▸ WRITTEN EXERCISE
Could you quote, exactly as they stand, the lines running from the one with "Where can the wooden shelf unit" to the final line of the material?
*** RECORDS SUPPLIED ***
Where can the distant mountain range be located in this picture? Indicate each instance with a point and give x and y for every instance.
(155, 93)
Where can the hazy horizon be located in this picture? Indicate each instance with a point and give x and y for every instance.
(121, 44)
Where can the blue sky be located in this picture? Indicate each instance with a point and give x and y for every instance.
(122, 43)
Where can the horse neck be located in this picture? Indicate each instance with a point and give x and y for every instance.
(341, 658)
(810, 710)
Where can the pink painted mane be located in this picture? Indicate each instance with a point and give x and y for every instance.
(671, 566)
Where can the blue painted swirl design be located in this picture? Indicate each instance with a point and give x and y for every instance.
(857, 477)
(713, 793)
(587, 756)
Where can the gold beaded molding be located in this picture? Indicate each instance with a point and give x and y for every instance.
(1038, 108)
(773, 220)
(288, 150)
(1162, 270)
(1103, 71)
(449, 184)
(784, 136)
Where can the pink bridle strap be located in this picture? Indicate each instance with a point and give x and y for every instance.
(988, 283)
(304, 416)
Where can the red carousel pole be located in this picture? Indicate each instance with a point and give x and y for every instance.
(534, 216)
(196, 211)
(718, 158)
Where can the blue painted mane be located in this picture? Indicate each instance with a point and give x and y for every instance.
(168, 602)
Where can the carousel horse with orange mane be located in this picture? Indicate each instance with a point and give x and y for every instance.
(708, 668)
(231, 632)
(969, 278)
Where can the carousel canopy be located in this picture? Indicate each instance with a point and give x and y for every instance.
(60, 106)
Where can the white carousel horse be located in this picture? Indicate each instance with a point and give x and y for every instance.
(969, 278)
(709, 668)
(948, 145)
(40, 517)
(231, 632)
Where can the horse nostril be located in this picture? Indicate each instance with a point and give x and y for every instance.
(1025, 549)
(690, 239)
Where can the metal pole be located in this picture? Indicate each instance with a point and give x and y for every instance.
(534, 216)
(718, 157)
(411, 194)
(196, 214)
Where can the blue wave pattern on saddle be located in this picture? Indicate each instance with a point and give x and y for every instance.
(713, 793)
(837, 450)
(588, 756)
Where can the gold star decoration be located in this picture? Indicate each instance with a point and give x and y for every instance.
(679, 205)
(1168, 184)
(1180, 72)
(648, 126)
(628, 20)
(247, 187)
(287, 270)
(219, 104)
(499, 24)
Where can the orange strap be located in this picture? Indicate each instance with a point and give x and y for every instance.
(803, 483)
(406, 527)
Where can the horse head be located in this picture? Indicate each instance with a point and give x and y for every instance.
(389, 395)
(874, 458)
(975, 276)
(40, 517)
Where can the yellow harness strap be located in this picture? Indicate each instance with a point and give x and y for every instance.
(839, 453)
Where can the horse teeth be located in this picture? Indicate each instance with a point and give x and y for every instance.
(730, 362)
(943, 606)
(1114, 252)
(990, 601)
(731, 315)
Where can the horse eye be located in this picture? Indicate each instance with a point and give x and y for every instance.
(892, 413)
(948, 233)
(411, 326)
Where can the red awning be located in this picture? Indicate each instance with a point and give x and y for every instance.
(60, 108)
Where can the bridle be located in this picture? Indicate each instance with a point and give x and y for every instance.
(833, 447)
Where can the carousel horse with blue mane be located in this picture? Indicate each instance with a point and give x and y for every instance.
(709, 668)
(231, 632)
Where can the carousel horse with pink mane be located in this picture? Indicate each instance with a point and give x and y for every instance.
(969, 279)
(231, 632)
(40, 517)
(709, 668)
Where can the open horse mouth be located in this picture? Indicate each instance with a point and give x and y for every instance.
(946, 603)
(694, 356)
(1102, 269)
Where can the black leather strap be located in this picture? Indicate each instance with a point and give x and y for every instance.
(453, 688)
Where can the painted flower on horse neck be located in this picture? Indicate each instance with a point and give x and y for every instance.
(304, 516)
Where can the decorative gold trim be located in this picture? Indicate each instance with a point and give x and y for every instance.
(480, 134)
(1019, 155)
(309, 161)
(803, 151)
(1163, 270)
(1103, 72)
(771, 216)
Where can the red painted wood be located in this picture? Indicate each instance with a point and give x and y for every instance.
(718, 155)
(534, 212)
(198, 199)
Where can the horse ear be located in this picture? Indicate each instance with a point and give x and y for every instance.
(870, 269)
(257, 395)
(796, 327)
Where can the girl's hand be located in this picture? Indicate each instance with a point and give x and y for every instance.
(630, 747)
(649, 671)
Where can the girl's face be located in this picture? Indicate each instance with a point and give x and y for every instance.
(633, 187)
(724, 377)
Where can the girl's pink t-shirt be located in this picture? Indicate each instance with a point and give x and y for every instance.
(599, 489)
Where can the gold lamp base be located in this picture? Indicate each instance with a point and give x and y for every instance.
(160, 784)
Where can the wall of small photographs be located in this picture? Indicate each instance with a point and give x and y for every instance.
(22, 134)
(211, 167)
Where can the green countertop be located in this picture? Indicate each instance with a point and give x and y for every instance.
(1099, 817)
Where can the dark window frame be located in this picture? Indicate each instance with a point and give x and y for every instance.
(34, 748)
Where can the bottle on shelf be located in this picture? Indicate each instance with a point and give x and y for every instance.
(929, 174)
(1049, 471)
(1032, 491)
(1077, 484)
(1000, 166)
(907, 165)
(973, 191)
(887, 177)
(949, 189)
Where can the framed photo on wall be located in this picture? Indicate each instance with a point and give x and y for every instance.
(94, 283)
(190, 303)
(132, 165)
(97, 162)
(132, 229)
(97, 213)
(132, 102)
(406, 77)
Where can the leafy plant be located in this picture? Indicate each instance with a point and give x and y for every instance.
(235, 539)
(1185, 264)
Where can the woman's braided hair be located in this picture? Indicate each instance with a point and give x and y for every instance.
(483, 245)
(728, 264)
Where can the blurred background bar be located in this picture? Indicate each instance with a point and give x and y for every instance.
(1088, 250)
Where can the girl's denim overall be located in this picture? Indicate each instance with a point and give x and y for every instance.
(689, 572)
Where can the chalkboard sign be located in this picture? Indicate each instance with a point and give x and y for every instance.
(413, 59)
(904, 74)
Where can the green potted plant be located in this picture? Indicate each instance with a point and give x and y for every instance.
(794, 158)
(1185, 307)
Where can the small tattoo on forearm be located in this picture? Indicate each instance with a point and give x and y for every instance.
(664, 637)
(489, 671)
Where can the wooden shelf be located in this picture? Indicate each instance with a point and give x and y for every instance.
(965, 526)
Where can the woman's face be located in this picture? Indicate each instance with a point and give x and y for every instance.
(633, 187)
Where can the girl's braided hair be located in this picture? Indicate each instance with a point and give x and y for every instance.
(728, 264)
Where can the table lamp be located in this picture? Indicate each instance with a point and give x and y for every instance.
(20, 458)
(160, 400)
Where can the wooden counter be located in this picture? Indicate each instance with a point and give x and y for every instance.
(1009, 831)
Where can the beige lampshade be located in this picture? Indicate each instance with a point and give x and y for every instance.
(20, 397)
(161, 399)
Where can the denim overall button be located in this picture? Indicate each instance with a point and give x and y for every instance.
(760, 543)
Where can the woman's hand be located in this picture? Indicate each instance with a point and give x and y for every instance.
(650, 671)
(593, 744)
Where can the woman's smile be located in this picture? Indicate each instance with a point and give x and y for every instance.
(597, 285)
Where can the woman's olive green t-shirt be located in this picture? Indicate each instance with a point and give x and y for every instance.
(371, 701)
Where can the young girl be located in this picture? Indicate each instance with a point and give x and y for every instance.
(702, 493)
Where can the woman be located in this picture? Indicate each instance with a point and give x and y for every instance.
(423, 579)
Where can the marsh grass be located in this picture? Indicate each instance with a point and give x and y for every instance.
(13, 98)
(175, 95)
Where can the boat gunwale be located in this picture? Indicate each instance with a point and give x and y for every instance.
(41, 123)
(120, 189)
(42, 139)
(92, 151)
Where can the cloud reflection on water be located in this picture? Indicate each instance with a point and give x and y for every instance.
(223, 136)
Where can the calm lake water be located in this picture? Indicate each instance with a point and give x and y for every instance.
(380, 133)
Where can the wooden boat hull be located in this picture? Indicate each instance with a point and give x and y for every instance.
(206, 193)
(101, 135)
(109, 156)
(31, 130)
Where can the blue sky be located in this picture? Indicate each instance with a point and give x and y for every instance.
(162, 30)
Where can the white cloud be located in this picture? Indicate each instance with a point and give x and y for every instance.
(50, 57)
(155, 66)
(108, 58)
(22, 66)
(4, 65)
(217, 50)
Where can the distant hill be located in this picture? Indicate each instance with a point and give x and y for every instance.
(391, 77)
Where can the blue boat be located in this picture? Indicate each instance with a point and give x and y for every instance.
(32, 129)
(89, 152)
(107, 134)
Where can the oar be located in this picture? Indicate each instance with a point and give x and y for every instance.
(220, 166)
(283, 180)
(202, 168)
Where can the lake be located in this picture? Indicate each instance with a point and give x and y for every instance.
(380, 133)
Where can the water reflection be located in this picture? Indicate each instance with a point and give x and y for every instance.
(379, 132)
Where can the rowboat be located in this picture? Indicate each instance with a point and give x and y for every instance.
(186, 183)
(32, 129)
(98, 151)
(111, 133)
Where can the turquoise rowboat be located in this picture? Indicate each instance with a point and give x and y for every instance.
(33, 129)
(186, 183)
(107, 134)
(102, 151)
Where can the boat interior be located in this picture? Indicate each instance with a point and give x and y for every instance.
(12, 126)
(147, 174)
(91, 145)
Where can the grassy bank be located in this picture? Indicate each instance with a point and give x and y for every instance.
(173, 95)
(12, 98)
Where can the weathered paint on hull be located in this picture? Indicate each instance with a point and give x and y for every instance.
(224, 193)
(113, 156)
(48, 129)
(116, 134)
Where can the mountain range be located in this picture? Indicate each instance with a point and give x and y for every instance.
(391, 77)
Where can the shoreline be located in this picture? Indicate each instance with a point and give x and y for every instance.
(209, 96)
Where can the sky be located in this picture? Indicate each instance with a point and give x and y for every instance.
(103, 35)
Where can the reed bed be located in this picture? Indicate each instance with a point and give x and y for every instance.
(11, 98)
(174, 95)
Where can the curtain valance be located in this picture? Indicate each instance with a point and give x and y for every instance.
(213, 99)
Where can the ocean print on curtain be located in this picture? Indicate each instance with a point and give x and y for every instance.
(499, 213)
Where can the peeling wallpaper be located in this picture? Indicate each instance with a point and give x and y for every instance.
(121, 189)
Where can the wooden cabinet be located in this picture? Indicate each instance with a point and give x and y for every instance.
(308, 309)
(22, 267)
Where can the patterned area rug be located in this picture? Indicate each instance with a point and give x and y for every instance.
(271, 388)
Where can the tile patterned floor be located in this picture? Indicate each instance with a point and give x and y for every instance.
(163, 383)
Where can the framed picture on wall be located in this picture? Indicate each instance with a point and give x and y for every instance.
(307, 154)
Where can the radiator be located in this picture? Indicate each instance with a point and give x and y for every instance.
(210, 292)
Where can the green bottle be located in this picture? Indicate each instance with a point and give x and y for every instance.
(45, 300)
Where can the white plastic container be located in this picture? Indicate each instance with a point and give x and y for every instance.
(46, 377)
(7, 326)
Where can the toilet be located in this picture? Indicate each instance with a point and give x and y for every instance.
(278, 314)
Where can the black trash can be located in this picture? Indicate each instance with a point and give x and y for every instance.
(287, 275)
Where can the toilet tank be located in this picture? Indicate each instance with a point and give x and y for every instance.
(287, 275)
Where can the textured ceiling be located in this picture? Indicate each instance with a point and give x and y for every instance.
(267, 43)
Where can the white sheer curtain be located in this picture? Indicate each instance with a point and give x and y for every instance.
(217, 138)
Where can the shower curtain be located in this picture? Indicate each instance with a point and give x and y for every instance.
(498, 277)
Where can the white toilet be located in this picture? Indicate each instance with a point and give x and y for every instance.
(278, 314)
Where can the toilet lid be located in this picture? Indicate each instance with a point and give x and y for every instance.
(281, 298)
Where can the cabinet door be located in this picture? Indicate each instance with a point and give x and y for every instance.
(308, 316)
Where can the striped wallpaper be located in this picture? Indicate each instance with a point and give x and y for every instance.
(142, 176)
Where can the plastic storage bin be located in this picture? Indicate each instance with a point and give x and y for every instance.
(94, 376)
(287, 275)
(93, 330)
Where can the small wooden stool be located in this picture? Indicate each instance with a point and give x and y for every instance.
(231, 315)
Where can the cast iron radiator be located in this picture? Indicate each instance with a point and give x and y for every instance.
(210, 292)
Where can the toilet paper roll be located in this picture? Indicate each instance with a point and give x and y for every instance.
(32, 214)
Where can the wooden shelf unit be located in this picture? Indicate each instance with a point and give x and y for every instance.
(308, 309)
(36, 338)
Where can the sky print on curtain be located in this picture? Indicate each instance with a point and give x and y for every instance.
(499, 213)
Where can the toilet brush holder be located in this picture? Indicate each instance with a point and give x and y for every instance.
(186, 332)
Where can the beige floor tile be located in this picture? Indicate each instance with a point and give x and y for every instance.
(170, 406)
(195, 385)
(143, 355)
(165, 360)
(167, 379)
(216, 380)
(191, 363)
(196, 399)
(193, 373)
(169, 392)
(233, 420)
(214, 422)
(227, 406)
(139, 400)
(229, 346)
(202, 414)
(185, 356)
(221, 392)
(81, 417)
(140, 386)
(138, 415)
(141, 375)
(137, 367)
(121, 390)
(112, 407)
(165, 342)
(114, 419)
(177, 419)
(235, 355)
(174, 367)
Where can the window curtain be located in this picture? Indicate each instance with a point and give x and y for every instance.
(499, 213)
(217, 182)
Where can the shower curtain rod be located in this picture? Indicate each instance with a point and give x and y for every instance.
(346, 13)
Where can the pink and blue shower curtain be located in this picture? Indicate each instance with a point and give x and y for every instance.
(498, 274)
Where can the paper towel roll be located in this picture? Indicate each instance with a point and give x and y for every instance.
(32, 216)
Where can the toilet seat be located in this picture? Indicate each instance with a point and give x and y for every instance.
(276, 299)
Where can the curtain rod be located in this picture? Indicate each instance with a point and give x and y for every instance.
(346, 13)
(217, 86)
***
▸ TASK ANSWER
Where can the wooden shelf unit be located in this picture? Indicate each instance with a point and give x and y for every instance.
(308, 309)
(36, 338)
Where can the sky print on curtain be located in this picture? Indicate each instance with a point and give x and y for every instance.
(499, 213)
Where can the toilet brush holder be located in this picture? Indicate each instance with a point and give x and y for every instance.
(186, 332)
Where can the beige floor tile be located in this picture? Indicate each instance with a point and give x and y for every instance.
(170, 406)
(195, 385)
(143, 355)
(165, 360)
(167, 379)
(216, 380)
(191, 363)
(196, 399)
(193, 373)
(169, 392)
(233, 420)
(214, 422)
(227, 406)
(139, 400)
(229, 346)
(202, 414)
(185, 356)
(221, 392)
(81, 417)
(140, 386)
(138, 415)
(141, 375)
(137, 367)
(121, 390)
(112, 407)
(165, 342)
(114, 419)
(177, 419)
(235, 355)
(174, 367)
Where can the window curtain be located in this picture? Indicate each instance with a point and give x and y for every instance.
(499, 213)
(217, 182)
Where can the shower curtain rod be located in this picture? Indicate each instance with a point and give x and y for every instance.
(346, 13)
Where can the pink and blue shower curtain be located in this picture? Indicate each instance with a point and give x and y for every instance.
(498, 274)
Where can the paper towel roll be located in this picture? Indicate each instance with a point and give x and y for every instance.
(32, 216)
Where can the toilet seat be located in this picture? Indicate each instance with a point and give x and y for every instance.
(276, 299)
Where can the curtain rod be located in this picture? Indicate each instance with a point and give x and y for every instance.
(346, 13)
(217, 86)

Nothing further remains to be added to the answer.